Start of DATA EXTRACT
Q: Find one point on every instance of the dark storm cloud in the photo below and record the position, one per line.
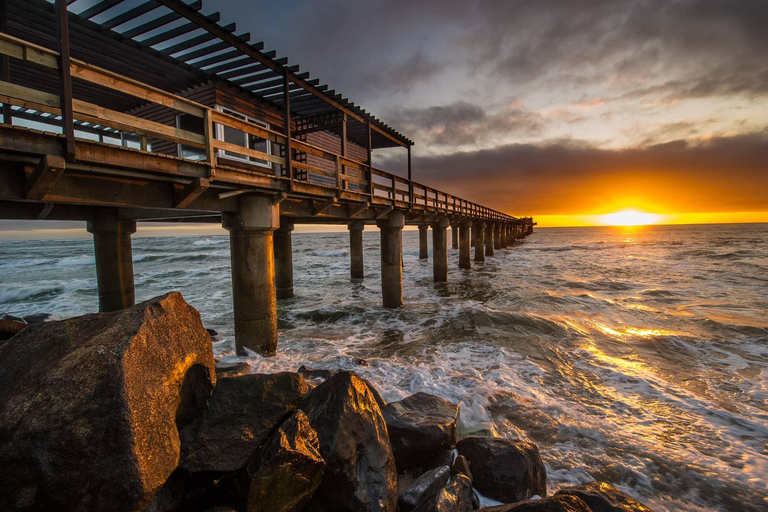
(719, 174)
(463, 123)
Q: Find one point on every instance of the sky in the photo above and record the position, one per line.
(558, 109)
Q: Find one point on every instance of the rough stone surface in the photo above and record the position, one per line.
(90, 407)
(243, 411)
(553, 504)
(420, 426)
(603, 497)
(360, 468)
(9, 328)
(454, 497)
(288, 468)
(423, 487)
(505, 470)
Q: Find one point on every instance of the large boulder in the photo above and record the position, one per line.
(360, 468)
(505, 470)
(243, 411)
(419, 427)
(603, 497)
(423, 487)
(90, 407)
(553, 504)
(454, 497)
(287, 470)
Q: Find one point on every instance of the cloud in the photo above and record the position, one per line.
(568, 177)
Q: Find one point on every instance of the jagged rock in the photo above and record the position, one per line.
(423, 487)
(454, 497)
(420, 426)
(288, 468)
(603, 497)
(505, 470)
(90, 407)
(242, 412)
(553, 504)
(461, 466)
(9, 328)
(360, 468)
(232, 369)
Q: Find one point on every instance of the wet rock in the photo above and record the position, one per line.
(461, 466)
(553, 504)
(603, 497)
(288, 469)
(90, 407)
(360, 468)
(505, 470)
(38, 318)
(242, 412)
(420, 426)
(454, 497)
(232, 369)
(9, 328)
(423, 487)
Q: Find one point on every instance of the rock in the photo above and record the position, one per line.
(603, 497)
(232, 369)
(454, 497)
(288, 468)
(38, 318)
(423, 487)
(553, 504)
(420, 426)
(90, 407)
(9, 328)
(360, 468)
(461, 466)
(505, 470)
(242, 412)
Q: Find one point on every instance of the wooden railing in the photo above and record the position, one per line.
(374, 185)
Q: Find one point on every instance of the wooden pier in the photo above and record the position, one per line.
(111, 117)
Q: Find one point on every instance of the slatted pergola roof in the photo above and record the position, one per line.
(172, 45)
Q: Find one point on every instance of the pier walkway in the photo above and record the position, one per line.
(129, 111)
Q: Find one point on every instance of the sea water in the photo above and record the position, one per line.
(633, 356)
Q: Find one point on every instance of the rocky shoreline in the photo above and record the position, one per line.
(130, 411)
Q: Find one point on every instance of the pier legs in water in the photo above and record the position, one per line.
(392, 259)
(423, 242)
(479, 229)
(440, 250)
(464, 249)
(283, 260)
(251, 224)
(357, 268)
(114, 262)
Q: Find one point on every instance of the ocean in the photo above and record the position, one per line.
(636, 356)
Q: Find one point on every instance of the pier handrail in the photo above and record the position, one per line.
(374, 185)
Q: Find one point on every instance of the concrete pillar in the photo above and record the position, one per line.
(479, 241)
(440, 250)
(392, 259)
(251, 225)
(423, 242)
(283, 260)
(489, 229)
(114, 262)
(464, 249)
(356, 249)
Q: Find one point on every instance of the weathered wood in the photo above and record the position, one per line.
(45, 175)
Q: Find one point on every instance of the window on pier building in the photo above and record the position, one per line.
(240, 138)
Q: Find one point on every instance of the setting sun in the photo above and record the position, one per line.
(629, 218)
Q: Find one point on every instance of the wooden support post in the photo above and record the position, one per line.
(65, 79)
(45, 175)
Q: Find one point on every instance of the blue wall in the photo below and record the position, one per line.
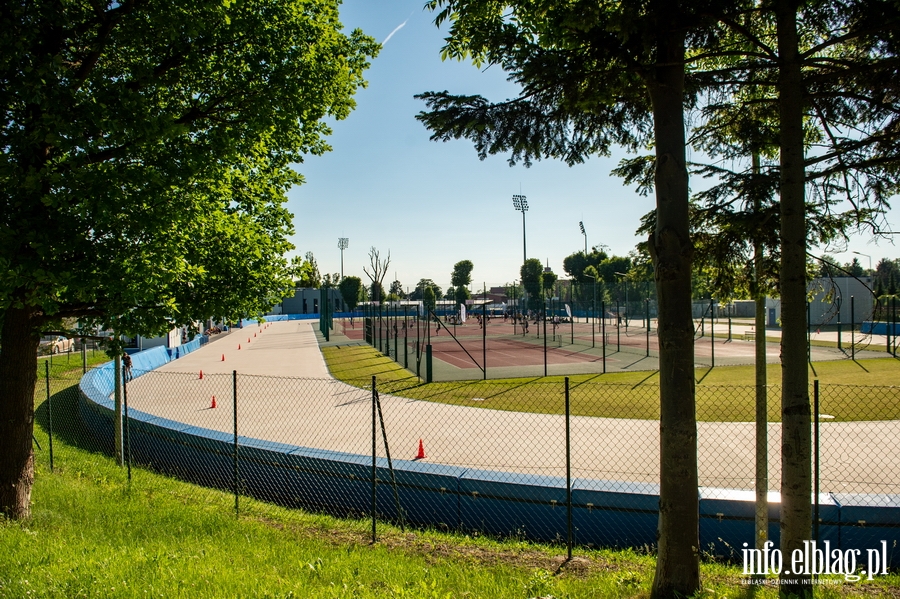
(605, 513)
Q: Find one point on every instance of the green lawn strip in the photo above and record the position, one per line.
(845, 341)
(850, 391)
(95, 534)
(68, 364)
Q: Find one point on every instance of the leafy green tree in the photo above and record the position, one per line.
(548, 280)
(885, 269)
(145, 158)
(350, 288)
(823, 68)
(418, 292)
(854, 268)
(307, 272)
(461, 294)
(376, 292)
(575, 264)
(397, 290)
(531, 273)
(592, 75)
(376, 272)
(428, 298)
(460, 278)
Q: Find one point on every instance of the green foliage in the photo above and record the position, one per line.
(350, 288)
(397, 290)
(428, 297)
(530, 274)
(376, 291)
(575, 264)
(147, 151)
(307, 272)
(548, 280)
(462, 273)
(423, 284)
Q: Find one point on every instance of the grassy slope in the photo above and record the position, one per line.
(723, 393)
(95, 534)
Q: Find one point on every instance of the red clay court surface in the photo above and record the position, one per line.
(506, 349)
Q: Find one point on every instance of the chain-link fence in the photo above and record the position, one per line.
(532, 459)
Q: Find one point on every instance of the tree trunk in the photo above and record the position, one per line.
(795, 410)
(678, 563)
(18, 375)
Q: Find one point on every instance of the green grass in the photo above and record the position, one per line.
(850, 390)
(95, 534)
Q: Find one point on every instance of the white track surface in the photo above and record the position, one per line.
(286, 394)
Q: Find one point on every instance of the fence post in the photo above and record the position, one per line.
(618, 328)
(374, 465)
(544, 318)
(647, 305)
(117, 432)
(49, 410)
(234, 472)
(816, 458)
(127, 431)
(893, 320)
(484, 334)
(568, 475)
(712, 331)
(603, 332)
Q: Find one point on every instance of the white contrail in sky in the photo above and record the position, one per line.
(396, 29)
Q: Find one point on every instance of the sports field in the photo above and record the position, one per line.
(286, 395)
(461, 351)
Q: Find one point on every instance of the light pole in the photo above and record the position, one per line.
(343, 244)
(624, 276)
(867, 256)
(521, 204)
(593, 309)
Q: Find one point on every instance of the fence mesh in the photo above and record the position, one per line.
(495, 456)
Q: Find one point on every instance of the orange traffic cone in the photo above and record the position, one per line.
(420, 455)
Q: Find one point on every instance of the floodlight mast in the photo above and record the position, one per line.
(343, 244)
(521, 204)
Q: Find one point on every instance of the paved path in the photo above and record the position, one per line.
(275, 403)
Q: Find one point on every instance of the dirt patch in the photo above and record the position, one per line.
(435, 549)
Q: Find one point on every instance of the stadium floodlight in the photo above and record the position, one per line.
(521, 204)
(343, 244)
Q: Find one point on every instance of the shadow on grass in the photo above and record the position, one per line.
(705, 374)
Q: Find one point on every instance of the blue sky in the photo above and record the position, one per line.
(385, 184)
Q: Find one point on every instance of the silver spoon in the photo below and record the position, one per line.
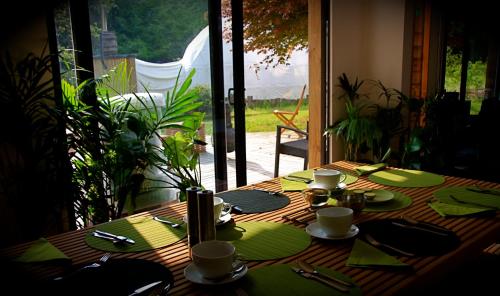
(174, 225)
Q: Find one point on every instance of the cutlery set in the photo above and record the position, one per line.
(120, 239)
(335, 283)
(116, 239)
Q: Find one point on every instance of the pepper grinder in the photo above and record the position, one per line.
(206, 215)
(192, 217)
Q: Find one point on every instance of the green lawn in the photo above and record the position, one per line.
(261, 118)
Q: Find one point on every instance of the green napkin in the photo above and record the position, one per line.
(366, 169)
(41, 250)
(365, 255)
(464, 197)
(262, 240)
(406, 178)
(450, 210)
(466, 202)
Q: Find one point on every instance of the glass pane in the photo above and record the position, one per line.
(275, 71)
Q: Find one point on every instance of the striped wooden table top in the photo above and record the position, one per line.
(475, 233)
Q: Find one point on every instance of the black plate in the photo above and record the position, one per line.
(115, 277)
(254, 201)
(418, 242)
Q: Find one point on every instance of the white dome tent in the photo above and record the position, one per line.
(275, 82)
End of DATA EXTRACT
Restate the whole listing above exactly, please, omitting every image.

TASK SOLUTION ▸
Q: Find one point on every instance of the dark storm cloud in the photo below and record the position, one per line.
(719, 174)
(463, 123)
Q: Find one point on every instance of the sky in the photo above and record the position, one per line.
(558, 109)
Q: Find one point on every instance of the rough stone surface in the photo above and record the position, one per line.
(90, 407)
(243, 411)
(553, 504)
(420, 426)
(603, 497)
(360, 468)
(9, 328)
(454, 497)
(288, 468)
(423, 487)
(505, 470)
Q: Find one point on every instance of the large boulder in the photo above and record the position, one per line.
(360, 468)
(505, 470)
(243, 411)
(419, 427)
(603, 497)
(423, 487)
(90, 407)
(553, 504)
(454, 497)
(287, 470)
Q: Find one point on every instance of the cloud in the photo above and record the position, one per line.
(568, 177)
Q: Find one point on every instance of the jagged rock in the photo above and record the position, one per line.
(423, 487)
(454, 497)
(420, 426)
(288, 468)
(603, 497)
(505, 470)
(90, 407)
(242, 412)
(553, 504)
(461, 466)
(9, 328)
(360, 468)
(232, 369)
Q: Find one point on every instance of the wet rock in the photo above and record the position, one per line.
(461, 466)
(553, 504)
(603, 497)
(288, 469)
(90, 407)
(360, 468)
(505, 470)
(38, 318)
(242, 412)
(420, 426)
(454, 497)
(232, 369)
(9, 328)
(423, 487)
Q: Find one point on every instance of the rock in the photo above and record the position, one per line.
(603, 497)
(232, 369)
(454, 497)
(288, 468)
(38, 318)
(423, 487)
(553, 504)
(420, 426)
(90, 407)
(9, 328)
(360, 468)
(461, 466)
(505, 470)
(242, 412)
Q: Find one point on every instance of the wooden railing in the photo above and record the position, one per line.
(374, 185)
Q: Find one point on every instance of the wooden pier in the photo above and record the position, one per line.
(111, 117)
Q: Find one point on every instance of the slatted pergola roof in the photo above and record the position, one per line.
(172, 45)
Q: Find one point on every instance of the pier walkway in the photo above and record the position, one per line.
(129, 111)
Q: Find one point on every instance of the sea water in the photo above and record the position, one per line.
(633, 356)
Q: Find one point on every instance of the rocky shoreline in the photo above and record the position, one per line.
(130, 411)
Q: Find one point on every instance of the pier legs in water in the photo above and record the position, one per line.
(392, 259)
(423, 242)
(479, 229)
(440, 250)
(464, 249)
(283, 260)
(251, 224)
(357, 268)
(114, 262)
Q: Find one point on every instance of the ocean in the photo above and record the position, one per line.
(636, 356)
Q: Find one point on every instance of the pier handrail in the photo above and record the position, one per line.
(374, 185)
Q: Find one point on every instance of the concrete pillar in the photo above and record the position, one per line.
(479, 241)
(440, 250)
(392, 259)
(251, 225)
(423, 242)
(283, 260)
(489, 229)
(114, 262)
(464, 249)
(356, 249)
Q: Find one point on every instance of the weathered wood in the photo above and record the position, one per line.
(45, 175)
Q: Find one point on every instance of the window on pier building in the photo above and record the position, one per line.
(240, 138)
Q: Find one point on every instance of the setting sun in the photo above and record the position, one per line.
(629, 218)
Q: Find one point on every instance of the wooden support post in the photo above and record the position, one per line.
(65, 79)
(45, 175)
Q: Find one point on every instance of the blue wall in the photo below and record the position, one per line.
(605, 513)
Q: Find one point on every instance of the green lawn strip in the photo above and record the position, one per line.
(845, 341)
(850, 391)
(95, 534)
(68, 364)
Q: Find one point on every instance of the leafy green tree in the photo above and record the position, one per line.
(548, 280)
(885, 269)
(145, 158)
(350, 288)
(823, 68)
(418, 292)
(854, 268)
(307, 272)
(461, 294)
(376, 292)
(575, 264)
(397, 290)
(531, 273)
(592, 75)
(376, 272)
(428, 298)
(460, 278)
Q: Find one point on every instance of the green foliage in the photo above and record the position, one per line.
(350, 288)
(397, 290)
(428, 297)
(530, 274)
(376, 291)
(575, 264)
(147, 151)
(307, 272)
(548, 280)
(462, 273)
(423, 284)
Q: Find one point on every instance of the grassy slope in the photo above and record the position, one per line.
(723, 393)
(95, 534)
Q: Find one point on every instance of the red clay court surface in the photo above and record the position, one per line.
(506, 349)
Q: Find one point on every instance of the chain-link fence in the photo above and record the position, one per line.
(532, 459)
Q: Find one point on every instance of the tree trunk in the photo above and record the position, one per line.
(795, 410)
(678, 563)
(18, 375)
Q: Find one point on every instance of the green grass in the photo above and record the position, one per line.
(850, 390)
(95, 534)
Q: Find one point on every instance of the white track surface in the photo above and record the position, one per line.
(286, 394)
Q: Find one point on every instance of the fence post in the photo above and record the position, one per line.
(618, 328)
(374, 465)
(544, 318)
(647, 305)
(117, 432)
(49, 410)
(234, 472)
(816, 458)
(127, 431)
(893, 320)
(484, 334)
(568, 475)
(712, 331)
(603, 332)
Q: Find one point on every instance of the white contrail in sky in the photo above and record the position, one per line.
(396, 29)
Q: Find one point on every instance of the sports field in the photo above and record the position, one per line.
(286, 395)
(461, 351)
Q: Find one point on every instance of the light pole in the photo above and record the position, one per line.
(343, 244)
(624, 276)
(867, 256)
(521, 204)
(593, 309)
Q: Find one point on every instance of the fence mesh in the photo above and record the position, one per line.
(495, 456)
Q: Find one point on every instance of the orange traffic cone in the photo above and record the position, one per line.
(420, 455)
Q: Find one point on every instance of the floodlight mast in the photo above and record the position, one per line.
(343, 244)
(521, 204)
Q: Find one point on every instance of the paved path in the photo above and record the position, one per line.
(275, 403)
Q: Find one point on every instance of the dirt patch in the photo above and record the position, one per line.
(435, 549)
Q: Find one point on every instance of the stadium floodlight in the photo above and record the position, one per line.
(521, 204)
(343, 244)
Q: Find one point on every instance of the shadow on grass in the photo above and record the position, one per line.
(705, 374)
Q: Find one point on every instance of the blue sky in the photo above and record the position, one per line.
(385, 184)
Q: Find one point on every instance of the silver spoon in the photo below and record the position, one per line.
(174, 225)
Q: Find one point on every instance of the cutlery set in the photo above and record the position, one per line.
(120, 239)
(335, 283)
(116, 239)
Q: Find one point on every instance of the pepper grinder in the photo above and record the position, one per line.
(206, 215)
(192, 217)
Q: Find one point on every instance of the green lawn in the photo above and record the position, one per line.
(261, 118)
Q: Find one point on every instance of the green napkin in the photo above and record the position, one per line.
(366, 169)
(41, 250)
(365, 255)
(464, 197)
(262, 240)
(406, 178)
(450, 210)
(466, 202)
Q: Find one point on every instance of the glass pane in the photo above and record the position, one per line.
(275, 71)
Q: Find one point on every instance of the striped wooden table top in the photo above and record the position, one per line.
(475, 233)
Q: Find one point on every instance of the black plate in the photo above and record the position, one per line.
(115, 277)
(254, 201)
(418, 242)
Q: Find one point on every instance of the white dome tent in the photo above and record the position, one per line.
(275, 82)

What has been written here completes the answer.